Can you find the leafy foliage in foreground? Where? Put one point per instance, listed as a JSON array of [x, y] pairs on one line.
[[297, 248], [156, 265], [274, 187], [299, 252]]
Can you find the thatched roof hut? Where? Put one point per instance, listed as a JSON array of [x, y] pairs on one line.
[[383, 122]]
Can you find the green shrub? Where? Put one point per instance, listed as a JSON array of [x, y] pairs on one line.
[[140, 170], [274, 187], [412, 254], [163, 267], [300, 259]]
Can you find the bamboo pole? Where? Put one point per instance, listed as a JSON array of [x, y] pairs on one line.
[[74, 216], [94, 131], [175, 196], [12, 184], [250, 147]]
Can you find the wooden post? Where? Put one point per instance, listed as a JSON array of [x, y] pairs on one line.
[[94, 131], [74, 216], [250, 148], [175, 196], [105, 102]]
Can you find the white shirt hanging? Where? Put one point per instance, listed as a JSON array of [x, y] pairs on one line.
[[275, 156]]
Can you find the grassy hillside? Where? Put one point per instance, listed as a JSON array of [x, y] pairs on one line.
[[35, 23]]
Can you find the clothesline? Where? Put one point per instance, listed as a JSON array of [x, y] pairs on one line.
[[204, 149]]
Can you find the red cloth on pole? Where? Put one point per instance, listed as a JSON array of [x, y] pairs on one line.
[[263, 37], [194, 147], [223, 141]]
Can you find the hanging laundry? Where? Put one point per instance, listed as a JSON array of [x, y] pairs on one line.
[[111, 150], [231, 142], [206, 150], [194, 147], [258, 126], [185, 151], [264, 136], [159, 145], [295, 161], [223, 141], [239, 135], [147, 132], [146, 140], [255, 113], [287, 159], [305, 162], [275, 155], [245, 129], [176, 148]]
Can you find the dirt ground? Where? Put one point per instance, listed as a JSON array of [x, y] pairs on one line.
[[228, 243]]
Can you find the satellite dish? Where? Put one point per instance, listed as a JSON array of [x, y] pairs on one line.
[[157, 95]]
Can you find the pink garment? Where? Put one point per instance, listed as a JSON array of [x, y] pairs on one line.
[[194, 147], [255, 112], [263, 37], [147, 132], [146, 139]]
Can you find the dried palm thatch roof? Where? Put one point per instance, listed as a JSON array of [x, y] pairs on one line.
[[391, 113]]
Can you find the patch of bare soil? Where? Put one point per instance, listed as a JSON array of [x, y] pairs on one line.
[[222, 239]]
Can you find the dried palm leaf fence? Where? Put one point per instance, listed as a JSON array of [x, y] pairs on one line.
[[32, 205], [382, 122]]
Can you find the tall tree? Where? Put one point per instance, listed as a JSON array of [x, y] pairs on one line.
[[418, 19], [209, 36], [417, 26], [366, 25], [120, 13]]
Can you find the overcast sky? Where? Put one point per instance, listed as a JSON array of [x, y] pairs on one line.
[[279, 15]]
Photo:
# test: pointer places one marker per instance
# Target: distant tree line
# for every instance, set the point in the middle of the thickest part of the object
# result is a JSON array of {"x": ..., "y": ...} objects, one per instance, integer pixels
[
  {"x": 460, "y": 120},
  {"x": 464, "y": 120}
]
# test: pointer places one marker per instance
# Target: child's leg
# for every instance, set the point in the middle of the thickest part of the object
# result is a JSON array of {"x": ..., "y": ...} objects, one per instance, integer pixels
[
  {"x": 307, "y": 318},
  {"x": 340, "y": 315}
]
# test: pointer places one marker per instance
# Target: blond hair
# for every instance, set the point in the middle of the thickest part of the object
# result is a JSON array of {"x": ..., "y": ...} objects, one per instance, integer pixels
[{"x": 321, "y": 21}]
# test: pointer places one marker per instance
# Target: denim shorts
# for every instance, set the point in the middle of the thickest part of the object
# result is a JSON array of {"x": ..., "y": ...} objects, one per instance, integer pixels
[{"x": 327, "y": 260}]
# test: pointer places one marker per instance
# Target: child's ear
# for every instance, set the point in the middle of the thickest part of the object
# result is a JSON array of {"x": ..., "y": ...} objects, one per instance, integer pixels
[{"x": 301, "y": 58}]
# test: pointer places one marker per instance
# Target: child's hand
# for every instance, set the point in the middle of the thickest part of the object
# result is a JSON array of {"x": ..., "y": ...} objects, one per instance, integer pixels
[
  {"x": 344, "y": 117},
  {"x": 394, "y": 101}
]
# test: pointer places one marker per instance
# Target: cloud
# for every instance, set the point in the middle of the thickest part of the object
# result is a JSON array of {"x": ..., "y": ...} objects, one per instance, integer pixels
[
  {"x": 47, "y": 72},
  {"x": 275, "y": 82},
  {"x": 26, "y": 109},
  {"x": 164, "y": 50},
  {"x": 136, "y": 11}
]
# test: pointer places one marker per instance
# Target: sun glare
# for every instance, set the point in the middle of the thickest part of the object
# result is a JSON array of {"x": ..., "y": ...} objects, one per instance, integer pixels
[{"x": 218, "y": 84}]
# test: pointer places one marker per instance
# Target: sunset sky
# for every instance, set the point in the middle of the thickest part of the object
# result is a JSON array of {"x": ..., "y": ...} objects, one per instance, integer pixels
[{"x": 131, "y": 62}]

EXERCISE AIM -
Output the full listing above word for word.

COMPLETED TASK -
Can you find the leafy foliage in foreground? Where? Put one point per instance, listed as a JSON array of [x, y] pairs on one line.
[[297, 248], [156, 265], [274, 187], [299, 252]]
Can you find the thatched roof hut? Where? Put one point per instance, listed as a JSON array of [x, y] pairs on one line.
[[383, 122]]
Can you find the green shrub? Where? Put one point per instance, listed as a JSON array of [x, y] pairs on one line.
[[140, 170], [274, 187], [412, 254], [163, 267], [300, 259]]
Can you find the bamboo pole? Where? Put one point per instance, listed as a JSON array of [x, y] pairs on one line.
[[74, 216], [94, 131], [175, 196], [12, 184], [250, 147]]
Can you find the wooden post? Where? Put one point per instance, listed as a JSON array of [x, y] pairs on one line.
[[94, 131], [74, 216], [250, 148], [175, 196], [105, 102]]
Can you find the white shirt hanging? Where? Put one point per instance, listed as a JSON array of [x, y] pairs on one line.
[[275, 156]]
Can you find the grassy hillside? Where? Put one point per instance, listed as a JSON array of [x, y] pairs on one line.
[[35, 23]]
Can you find the clothesline? Where? Put one point per instance, listed as a JSON array of [x, y] pairs on one line.
[[204, 149]]
Can you find the red cloth on pole? Where? Put one point per instance, listed as a JSON array of [x, y] pairs on one line.
[[263, 37], [194, 147], [223, 141]]
Can you find the hanging laundry? Where? Put one point per instance, listed as a JSON array of [x, y] pairs on one line.
[[111, 150], [231, 142], [206, 150], [194, 147], [258, 126], [185, 151], [264, 136], [159, 145], [295, 161], [223, 141], [239, 135], [147, 132], [146, 140], [255, 113], [287, 159], [305, 162], [275, 155], [245, 129], [176, 148]]
Can you find the dirt ground? Where? Put one point per instance, listed as a JSON array of [x, y] pairs on one line.
[[228, 243]]
Can you find the satellite dish? Where? Put one point per instance, listed as a JSON array of [x, y] pairs on one line.
[[157, 95]]
Can you find the pink garment? Where? Put one point per instance, listed as a JSON array of [x, y] pairs on one line.
[[194, 147], [255, 112], [263, 37], [147, 132], [146, 139]]
Can you find the dried palm thatch roof? Where? Put one point per instance, listed as a JSON array of [x, y] pairs on one line.
[[391, 113]]
Can you find the patch of bare soil? Where? Put one point per instance, listed as a JSON array of [x, y] pairs on one line.
[[222, 239]]
Can you find the dried palm leaf fence? Where? Put one point per instance, listed as a JSON array of [x, y] pairs on one line.
[[32, 205], [382, 122]]
Can you find the tall tree? Where? Put one point per instance, listed as a JSON array of [x, y] pairs on one line.
[[418, 19], [209, 36], [417, 26], [366, 25], [120, 13]]
Can you find the overcast sky? Where? Put one point per instance, listed as a JSON array of [x, y] pairs on one line.
[[279, 15]]
Photo:
# test: pointer places one marker per instance
# Target: distant tree line
# for every instance, set the point in the middle of the thickest part of the object
# result is a JSON array of {"x": ..., "y": ...} objects, one per instance, integer pixels
[
  {"x": 460, "y": 120},
  {"x": 464, "y": 120}
]
# test: pointer places one marker per instance
# Target: child's leg
# for every instance, set the point in the middle of the thickest part of the object
# result is a JSON array of {"x": ..., "y": ...} objects, one per instance, integer pixels
[
  {"x": 307, "y": 318},
  {"x": 340, "y": 315}
]
# test: pointer places one marker per instance
# Target: blond hair
# for every instance, set the point in the middle of the thickest part of the object
# result is a JSON array of {"x": ..., "y": ...} objects, one per instance, integer pixels
[{"x": 321, "y": 21}]
# test: pointer places one marker per instance
# Target: denim shorts
# for every instance, set the point in the middle of the thickest part of the object
# result is a JSON array of {"x": ..., "y": ...} objects, one per instance, integer pixels
[{"x": 327, "y": 260}]
# test: pointer places one marker per instance
# Target: child's ear
# for every instance, set the point in the middle of the thickest part of the object
# result is a JSON array of {"x": ..., "y": ...} objects, one per instance, integer pixels
[{"x": 301, "y": 58}]
# test: pointer places one marker per instance
# Target: child's hand
# for every instance, set the point in the middle of the thickest part of the object
# result is a JSON array of {"x": ..., "y": ...} objects, one per instance, integer pixels
[
  {"x": 344, "y": 117},
  {"x": 394, "y": 101}
]
# test: pointer places one marker per instance
# Target: cloud
# for every instance, set the point in the middle of the thickest part of the object
# result is a JSON array of {"x": ..., "y": ...} objects, one per instance, integer pixels
[
  {"x": 47, "y": 72},
  {"x": 275, "y": 82},
  {"x": 26, "y": 109},
  {"x": 164, "y": 50},
  {"x": 136, "y": 11}
]
# test: pointer places one marker per instance
# Target: sun glare
# for every instance, set the point in the middle of the thickest part of the object
# result is a JSON array of {"x": ..., "y": ...} objects, one per instance, integer pixels
[{"x": 218, "y": 84}]
# test: pointer places one marker per instance
# Target: sunset sky
# for every instance, set the point in the middle of the thickest part of the object
# result is a JSON array of {"x": ..., "y": ...} objects, one per instance, integer pixels
[{"x": 131, "y": 62}]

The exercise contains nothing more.